### SELECTED TEXT
I am struggling trying to find the right words to describe this Mother's Day. For years, Mother's Day was a reminder of where I wanted to be in life, of what was hard and how much hurt and turmoil IF caused in our lives. After Nico was born Mother's Day forever changed for me. I felt so blessed to have been given this precious boy who not only was a miracle in his conception, but miraculously lived through and came out unscathed from his birth. When I look at Nico, not only do I see a goofy, smart, funny and handsome little boy, but I see something deep and special in him. There is only one reason a baby would survive what Nico endured, and that is because God has huge plans for him. So for me Mother's Day became not a celebration of me as a mother, but a celebration that God allowed me to be a mother to this particularly wonderful little boy who I cherish with all my heart.
Now, this Mother's Day was exceptional. I barely can express my gratitude once having Nico, but now I have two incredible angels and I can not seem to find just the right words to explain how grateful I am to God for Nico and Natalee. Natalee is a miracle herself. One would think that after enduring the IF journey and having a child, the pain would disappear, but that is very far from reality. No matter how many children you have, when you are on the IF journey, it is a struggle, it is painful and difficult to deal with for so many reasons that others do not understand. We now know how much of a miracle Nico truly was since IVF worked the first time when trying to conceive. With Natalee, it was more of a try, try and try again until you succeed. And each try, and each failure or loss was another break in our hearts. But one year ago almost exactly, our hearts began the mending process. Last May we tried one last IVF and I will never forget the phone call I got from the nurse at the clinic. I was sure the call would be devastating news, but instead she was calling to inform me that indeed I was quite pregnant! Now I have the most beautiful, and happy baby girl I could have ever asked for. When I look into Natalee's eyes or see her smile I see God's grace, which I am forever thankful for. God knew exactly what He was doing; He just had to do it on His time....a very hard lesson for me to learn.
So this Mother's Day, while I do like to be appreciated, I reveled in the blessings I have been given and the fact that God has given me the gift of motherhood.
Here are some pictures we took throughout the day. Ed with a little help from Nico made me breakfast in bed....banana pancakes! Then we hopped in the car and went to explore the Fort Worth Botanical Gardens. Nico had a great time running around, feeding the fish and looking at the beautiful flowers and greenery.

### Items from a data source
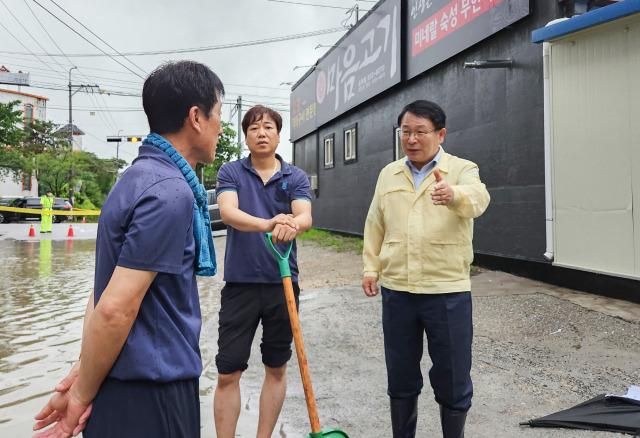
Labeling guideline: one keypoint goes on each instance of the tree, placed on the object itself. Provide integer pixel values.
(226, 151)
(11, 137)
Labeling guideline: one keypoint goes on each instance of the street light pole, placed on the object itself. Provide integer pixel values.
(239, 104)
(71, 139)
(118, 155)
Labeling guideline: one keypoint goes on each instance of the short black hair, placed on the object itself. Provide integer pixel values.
(257, 113)
(426, 109)
(172, 89)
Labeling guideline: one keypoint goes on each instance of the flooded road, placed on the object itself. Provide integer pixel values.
(44, 288)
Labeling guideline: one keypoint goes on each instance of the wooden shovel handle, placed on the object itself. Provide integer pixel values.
(302, 357)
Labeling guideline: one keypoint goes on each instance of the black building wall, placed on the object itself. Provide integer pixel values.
(494, 118)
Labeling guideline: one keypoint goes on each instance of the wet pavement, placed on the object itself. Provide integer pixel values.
(537, 348)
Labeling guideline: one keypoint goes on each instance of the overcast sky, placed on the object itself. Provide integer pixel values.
(256, 72)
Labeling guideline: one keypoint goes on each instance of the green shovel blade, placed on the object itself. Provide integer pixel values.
(331, 433)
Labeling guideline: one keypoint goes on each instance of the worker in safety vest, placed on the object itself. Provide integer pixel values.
(47, 212)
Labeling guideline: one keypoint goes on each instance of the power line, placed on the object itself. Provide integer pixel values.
(79, 66)
(33, 54)
(81, 36)
(45, 31)
(311, 4)
(92, 33)
(31, 36)
(200, 49)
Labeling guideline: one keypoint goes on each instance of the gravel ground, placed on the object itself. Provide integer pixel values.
(534, 354)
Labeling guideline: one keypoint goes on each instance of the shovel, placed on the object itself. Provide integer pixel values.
(285, 272)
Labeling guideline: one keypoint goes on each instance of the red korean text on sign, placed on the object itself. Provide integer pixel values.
(444, 22)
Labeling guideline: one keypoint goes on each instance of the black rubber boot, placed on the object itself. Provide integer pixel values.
(404, 416)
(452, 422)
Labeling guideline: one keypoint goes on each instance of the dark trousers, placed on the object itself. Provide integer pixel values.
(446, 320)
(145, 409)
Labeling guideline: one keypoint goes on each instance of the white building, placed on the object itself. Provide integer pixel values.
(33, 107)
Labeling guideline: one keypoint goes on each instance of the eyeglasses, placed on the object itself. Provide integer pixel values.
(419, 135)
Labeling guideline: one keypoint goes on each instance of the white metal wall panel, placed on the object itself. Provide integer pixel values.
(634, 126)
(593, 183)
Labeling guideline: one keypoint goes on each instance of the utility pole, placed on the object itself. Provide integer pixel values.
(79, 88)
(239, 108)
(71, 140)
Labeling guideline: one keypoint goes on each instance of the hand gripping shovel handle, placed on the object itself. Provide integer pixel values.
(285, 272)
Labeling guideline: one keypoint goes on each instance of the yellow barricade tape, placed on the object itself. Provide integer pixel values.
(75, 212)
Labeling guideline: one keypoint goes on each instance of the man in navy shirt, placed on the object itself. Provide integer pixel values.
(140, 361)
(256, 195)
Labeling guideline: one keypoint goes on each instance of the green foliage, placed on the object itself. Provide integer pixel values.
(227, 150)
(338, 242)
(11, 138)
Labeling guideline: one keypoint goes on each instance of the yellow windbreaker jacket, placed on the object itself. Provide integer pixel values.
(412, 245)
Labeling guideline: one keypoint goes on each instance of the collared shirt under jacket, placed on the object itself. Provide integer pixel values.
(412, 245)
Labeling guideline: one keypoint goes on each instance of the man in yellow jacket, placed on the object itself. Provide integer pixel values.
(46, 218)
(417, 243)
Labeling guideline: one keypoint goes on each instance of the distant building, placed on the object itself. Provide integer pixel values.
(33, 107)
(551, 129)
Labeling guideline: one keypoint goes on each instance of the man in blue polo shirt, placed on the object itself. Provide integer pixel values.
(258, 194)
(140, 361)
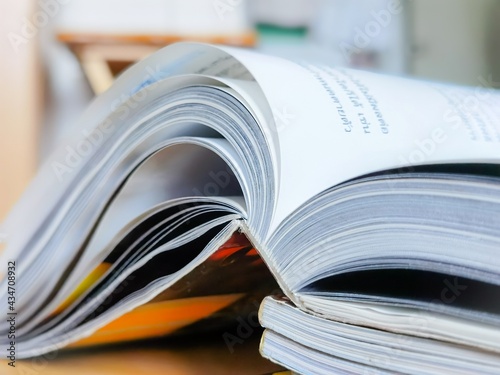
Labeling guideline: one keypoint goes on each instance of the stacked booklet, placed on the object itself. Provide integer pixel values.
(367, 207)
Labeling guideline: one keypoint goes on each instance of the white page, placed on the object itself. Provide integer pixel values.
(324, 141)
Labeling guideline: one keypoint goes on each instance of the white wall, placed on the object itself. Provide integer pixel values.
(450, 39)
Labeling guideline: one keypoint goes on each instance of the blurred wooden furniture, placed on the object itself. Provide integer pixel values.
(20, 103)
(103, 56)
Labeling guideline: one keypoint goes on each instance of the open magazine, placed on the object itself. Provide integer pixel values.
(373, 200)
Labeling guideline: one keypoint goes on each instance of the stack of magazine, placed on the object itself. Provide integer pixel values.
(365, 207)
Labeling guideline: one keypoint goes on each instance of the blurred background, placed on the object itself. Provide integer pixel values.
(55, 55)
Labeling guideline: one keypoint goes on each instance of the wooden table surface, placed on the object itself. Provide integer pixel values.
(181, 356)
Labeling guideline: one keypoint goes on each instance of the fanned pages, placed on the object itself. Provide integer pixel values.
(208, 176)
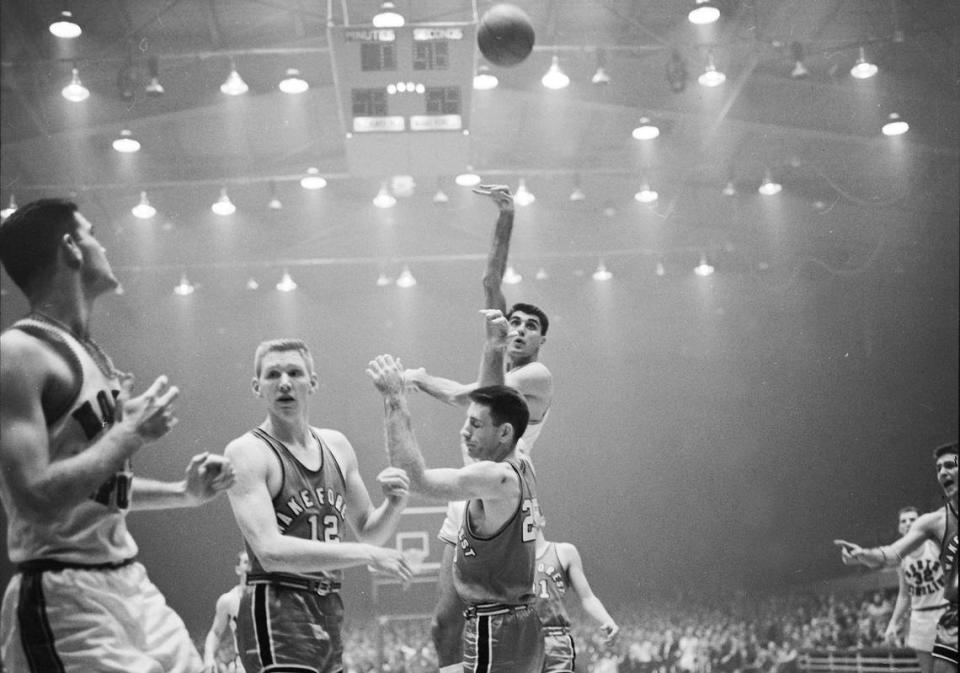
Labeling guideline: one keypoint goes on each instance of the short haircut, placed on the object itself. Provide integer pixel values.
(31, 236)
(943, 449)
(532, 310)
(281, 346)
(506, 405)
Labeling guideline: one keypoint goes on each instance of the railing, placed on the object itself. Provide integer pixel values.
(859, 661)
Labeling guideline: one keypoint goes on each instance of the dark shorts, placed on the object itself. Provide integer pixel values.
(559, 654)
(502, 639)
(286, 629)
(945, 646)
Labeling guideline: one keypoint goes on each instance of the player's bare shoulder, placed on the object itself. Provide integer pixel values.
(933, 524)
(339, 445)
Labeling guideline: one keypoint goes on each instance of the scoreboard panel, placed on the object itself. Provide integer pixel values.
(404, 96)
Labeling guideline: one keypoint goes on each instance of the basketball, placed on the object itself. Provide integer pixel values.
(505, 35)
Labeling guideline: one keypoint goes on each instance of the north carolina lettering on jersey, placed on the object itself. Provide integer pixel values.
(307, 499)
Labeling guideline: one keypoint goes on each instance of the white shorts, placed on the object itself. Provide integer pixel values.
(923, 629)
(93, 621)
(450, 530)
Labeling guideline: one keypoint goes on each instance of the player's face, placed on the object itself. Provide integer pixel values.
(947, 474)
(285, 381)
(479, 435)
(906, 520)
(97, 274)
(528, 336)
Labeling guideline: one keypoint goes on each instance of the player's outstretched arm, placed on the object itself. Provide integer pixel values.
(570, 558)
(499, 247)
(924, 528)
(207, 476)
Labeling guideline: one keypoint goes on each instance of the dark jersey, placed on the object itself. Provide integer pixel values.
(310, 504)
(550, 586)
(499, 568)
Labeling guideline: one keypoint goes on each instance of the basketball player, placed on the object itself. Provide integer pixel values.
(921, 594)
(297, 486)
(939, 526)
(493, 567)
(220, 647)
(524, 372)
(559, 566)
(68, 427)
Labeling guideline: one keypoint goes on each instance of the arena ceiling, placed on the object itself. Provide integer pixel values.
(819, 134)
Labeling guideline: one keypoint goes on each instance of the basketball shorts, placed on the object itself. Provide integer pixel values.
(559, 654)
(92, 621)
(945, 646)
(450, 529)
(923, 629)
(287, 629)
(502, 639)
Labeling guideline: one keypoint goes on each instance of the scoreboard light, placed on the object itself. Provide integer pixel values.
(404, 96)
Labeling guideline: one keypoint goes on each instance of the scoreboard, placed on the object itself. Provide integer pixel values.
(404, 96)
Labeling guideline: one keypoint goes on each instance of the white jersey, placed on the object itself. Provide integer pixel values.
(924, 577)
(93, 531)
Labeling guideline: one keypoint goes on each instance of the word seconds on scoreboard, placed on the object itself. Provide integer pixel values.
(413, 78)
(404, 95)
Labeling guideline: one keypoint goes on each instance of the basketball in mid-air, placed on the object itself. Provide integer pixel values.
(505, 35)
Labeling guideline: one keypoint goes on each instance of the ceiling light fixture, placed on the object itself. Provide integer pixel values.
(75, 92)
(154, 88)
(223, 205)
(406, 279)
(768, 187)
(863, 69)
(384, 199)
(388, 16)
(313, 179)
(646, 195)
(711, 77)
(10, 209)
(555, 77)
(799, 69)
(706, 12)
(895, 126)
(484, 80)
(293, 83)
(602, 273)
(143, 210)
(184, 287)
(646, 130)
(703, 269)
(234, 84)
(126, 143)
(286, 283)
(65, 26)
(523, 196)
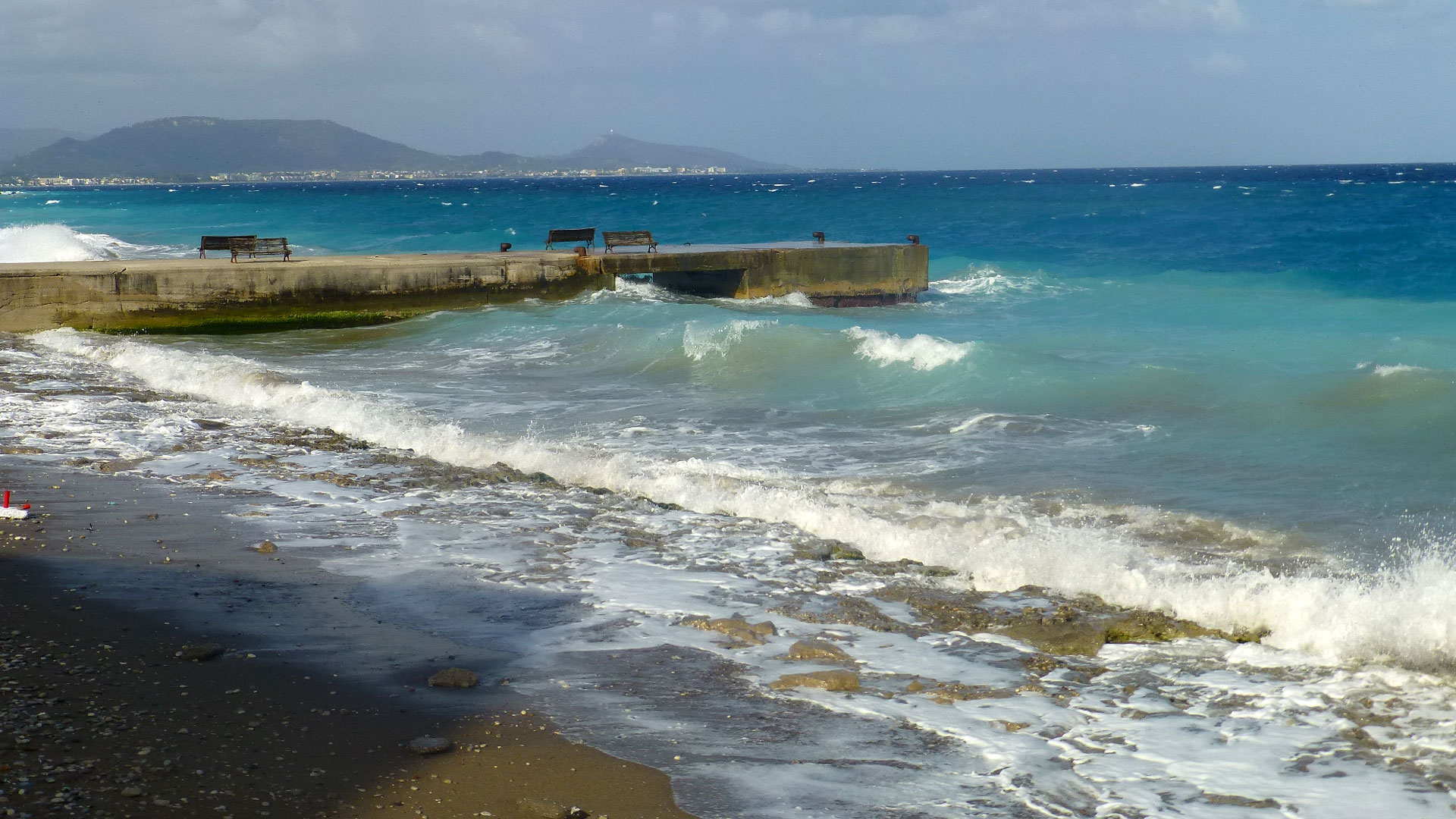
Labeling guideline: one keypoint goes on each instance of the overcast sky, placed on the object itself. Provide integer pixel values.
(843, 83)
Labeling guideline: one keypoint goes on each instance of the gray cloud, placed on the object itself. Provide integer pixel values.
(811, 82)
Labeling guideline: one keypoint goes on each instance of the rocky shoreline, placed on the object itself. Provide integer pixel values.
(128, 692)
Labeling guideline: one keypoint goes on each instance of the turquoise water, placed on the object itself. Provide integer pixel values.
(1279, 338)
(1225, 394)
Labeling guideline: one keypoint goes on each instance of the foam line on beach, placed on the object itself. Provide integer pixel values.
(1397, 614)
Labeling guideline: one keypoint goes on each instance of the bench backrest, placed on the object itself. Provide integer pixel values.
(573, 235)
(220, 242)
(628, 237)
(271, 245)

### YOUR GOAL
Reproduce the part of the Mother's Day post starting with "Here are some" and going on through "flowers and greenery.".

### ANSWER BOX
Here are some pictures we took throughout the day. Ed with a little help from Nico made me breakfast in bed....banana pancakes! Then we hopped in the car and went to explore the Fort Worth Botanical Gardens. Nico had a great time running around, feeding the fish and looking at the beautiful flowers and greenery.